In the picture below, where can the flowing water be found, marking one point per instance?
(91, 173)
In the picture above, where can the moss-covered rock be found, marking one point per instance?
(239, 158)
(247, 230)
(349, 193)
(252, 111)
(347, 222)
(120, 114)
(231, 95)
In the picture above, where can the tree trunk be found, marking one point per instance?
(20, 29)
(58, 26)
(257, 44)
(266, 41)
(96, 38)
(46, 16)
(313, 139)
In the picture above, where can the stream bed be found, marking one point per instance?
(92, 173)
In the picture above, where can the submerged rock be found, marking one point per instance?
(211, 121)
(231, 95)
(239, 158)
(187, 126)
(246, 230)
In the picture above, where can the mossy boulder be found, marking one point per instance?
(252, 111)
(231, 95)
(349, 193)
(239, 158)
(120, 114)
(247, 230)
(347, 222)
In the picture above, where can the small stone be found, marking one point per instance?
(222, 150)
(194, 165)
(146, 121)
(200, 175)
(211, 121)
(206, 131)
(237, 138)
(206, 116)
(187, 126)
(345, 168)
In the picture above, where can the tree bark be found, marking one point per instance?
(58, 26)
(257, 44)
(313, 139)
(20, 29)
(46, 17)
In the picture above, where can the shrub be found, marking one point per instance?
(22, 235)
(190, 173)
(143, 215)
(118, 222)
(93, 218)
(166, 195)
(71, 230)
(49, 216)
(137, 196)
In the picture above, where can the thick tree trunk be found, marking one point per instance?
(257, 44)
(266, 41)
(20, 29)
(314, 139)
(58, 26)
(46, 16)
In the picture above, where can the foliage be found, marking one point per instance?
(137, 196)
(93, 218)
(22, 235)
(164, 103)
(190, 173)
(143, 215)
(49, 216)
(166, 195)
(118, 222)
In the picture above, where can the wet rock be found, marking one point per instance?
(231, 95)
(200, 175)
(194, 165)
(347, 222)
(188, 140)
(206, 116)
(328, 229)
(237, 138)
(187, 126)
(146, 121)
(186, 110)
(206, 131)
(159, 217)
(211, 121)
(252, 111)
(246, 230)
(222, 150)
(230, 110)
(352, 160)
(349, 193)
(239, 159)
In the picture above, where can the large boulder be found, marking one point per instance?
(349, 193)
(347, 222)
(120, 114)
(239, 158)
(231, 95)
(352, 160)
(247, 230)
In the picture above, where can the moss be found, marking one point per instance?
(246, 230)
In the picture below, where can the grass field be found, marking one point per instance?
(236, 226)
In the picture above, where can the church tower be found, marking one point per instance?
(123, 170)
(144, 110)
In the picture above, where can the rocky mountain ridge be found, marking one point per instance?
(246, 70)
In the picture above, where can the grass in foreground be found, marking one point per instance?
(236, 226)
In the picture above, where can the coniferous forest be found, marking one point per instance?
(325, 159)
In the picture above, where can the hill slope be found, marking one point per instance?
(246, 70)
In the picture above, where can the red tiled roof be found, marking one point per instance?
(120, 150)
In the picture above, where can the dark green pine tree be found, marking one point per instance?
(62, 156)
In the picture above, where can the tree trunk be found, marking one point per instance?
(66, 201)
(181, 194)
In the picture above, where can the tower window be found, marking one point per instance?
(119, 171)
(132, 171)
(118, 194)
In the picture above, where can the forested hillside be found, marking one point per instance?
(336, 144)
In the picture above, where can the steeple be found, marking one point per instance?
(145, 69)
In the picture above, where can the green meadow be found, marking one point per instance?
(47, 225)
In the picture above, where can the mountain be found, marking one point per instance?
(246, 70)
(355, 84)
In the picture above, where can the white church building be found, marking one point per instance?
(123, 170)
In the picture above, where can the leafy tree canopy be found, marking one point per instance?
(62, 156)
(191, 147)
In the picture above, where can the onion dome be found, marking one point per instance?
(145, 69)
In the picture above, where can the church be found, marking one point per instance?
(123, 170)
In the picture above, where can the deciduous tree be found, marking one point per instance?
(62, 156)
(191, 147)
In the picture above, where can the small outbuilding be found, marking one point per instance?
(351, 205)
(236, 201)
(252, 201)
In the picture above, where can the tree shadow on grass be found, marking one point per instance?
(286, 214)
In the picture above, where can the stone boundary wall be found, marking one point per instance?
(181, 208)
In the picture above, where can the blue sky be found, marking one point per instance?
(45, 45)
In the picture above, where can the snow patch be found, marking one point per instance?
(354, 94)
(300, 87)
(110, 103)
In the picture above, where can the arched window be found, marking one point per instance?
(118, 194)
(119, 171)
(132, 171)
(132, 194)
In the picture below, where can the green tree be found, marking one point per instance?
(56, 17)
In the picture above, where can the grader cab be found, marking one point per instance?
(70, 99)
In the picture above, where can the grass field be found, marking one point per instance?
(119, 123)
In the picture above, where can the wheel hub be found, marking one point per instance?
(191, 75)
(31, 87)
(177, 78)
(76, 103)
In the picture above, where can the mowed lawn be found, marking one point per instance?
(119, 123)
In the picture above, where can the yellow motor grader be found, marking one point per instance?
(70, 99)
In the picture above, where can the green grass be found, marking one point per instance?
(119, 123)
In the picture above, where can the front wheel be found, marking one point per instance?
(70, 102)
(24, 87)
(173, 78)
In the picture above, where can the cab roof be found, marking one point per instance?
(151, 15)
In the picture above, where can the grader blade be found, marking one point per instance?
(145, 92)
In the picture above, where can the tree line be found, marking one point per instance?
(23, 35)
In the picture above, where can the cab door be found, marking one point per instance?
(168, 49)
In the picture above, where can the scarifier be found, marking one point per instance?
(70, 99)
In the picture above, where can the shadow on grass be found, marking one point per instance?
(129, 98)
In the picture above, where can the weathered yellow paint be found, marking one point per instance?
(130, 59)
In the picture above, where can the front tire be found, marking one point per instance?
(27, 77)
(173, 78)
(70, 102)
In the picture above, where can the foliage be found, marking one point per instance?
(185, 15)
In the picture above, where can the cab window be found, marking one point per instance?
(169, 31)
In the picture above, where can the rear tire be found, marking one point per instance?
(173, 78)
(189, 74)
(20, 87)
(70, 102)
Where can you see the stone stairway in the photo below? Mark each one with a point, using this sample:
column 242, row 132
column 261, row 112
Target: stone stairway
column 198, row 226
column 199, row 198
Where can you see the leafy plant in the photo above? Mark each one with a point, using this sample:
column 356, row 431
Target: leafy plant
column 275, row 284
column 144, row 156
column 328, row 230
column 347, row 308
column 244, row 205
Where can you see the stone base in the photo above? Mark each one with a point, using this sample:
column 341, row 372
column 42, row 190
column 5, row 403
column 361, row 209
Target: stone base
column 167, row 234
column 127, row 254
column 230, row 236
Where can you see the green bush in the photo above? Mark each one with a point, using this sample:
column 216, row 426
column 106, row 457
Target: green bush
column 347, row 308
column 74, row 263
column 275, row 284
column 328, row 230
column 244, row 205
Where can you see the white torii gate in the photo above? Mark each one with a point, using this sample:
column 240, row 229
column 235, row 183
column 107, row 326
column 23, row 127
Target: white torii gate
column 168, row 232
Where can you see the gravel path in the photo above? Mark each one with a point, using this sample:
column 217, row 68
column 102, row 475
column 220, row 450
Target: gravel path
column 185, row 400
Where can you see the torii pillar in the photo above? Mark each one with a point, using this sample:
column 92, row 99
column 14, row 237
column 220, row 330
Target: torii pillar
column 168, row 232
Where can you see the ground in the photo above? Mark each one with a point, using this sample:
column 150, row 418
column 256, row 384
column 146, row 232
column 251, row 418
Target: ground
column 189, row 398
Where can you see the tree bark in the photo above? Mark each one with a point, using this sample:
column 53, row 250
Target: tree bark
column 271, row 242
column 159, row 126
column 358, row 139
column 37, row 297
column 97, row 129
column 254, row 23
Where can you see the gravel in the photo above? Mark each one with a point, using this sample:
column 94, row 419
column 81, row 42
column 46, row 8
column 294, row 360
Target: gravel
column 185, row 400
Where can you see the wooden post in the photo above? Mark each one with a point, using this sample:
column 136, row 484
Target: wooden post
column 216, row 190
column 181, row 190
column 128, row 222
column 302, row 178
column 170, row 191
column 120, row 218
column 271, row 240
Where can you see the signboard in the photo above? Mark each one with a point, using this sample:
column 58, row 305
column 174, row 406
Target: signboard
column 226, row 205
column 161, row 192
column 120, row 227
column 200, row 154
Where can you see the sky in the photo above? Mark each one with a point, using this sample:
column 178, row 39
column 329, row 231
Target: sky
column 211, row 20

*****

**About this exercise**
Reproduce exactly the section above that begins at the line containing "In the picture above, where can the cab door" and ends at the line containing "column 240, row 229", leaving out all other lines.

**Task answer**
In the picture above, where can the cab door be found, marking one point per instance?
(168, 49)
In the picture above, where can the scarifier be found, marking one point per instance?
(70, 99)
In the picture above, where can the shadow on grass be found, marking one point per instance?
(129, 98)
In the picture above, where can the weathered yellow paint be found, marking one point per instance?
(130, 59)
In the picture above, where can the front tire be found, marking one point per instance?
(27, 77)
(173, 78)
(70, 102)
In the picture above, where can the foliage be found, marking one point per instance?
(185, 15)
In the picture above, where can the cab window be found, marking one point per instance?
(169, 31)
In the picture above, where can the rear tire be found, marking one point per instance?
(173, 78)
(189, 74)
(20, 87)
(70, 102)
Where can you see the stone stairway in the photo below? Mark each one with a point, using this sample:
column 242, row 132
column 261, row 112
Target: stone stairway
column 198, row 226
column 199, row 198
Where can you see the leafy plant in the photo above? Mark each one with a point, using this sample:
column 356, row 431
Target: leafy plant
column 275, row 284
column 144, row 156
column 328, row 230
column 347, row 308
column 244, row 205
Where can you see the stone base in the photo above? Mark each one with a point, using this sample:
column 341, row 372
column 42, row 190
column 5, row 403
column 361, row 209
Target: stone base
column 167, row 234
column 127, row 254
column 230, row 236
Where can you see the green bush in the photo above? Mark each one with a point, using this sample:
column 216, row 426
column 106, row 457
Target: green bush
column 347, row 308
column 74, row 263
column 275, row 284
column 328, row 230
column 244, row 205
Where can you see the white torii gate in the photo above? Mark each one with a point, using this sample:
column 240, row 229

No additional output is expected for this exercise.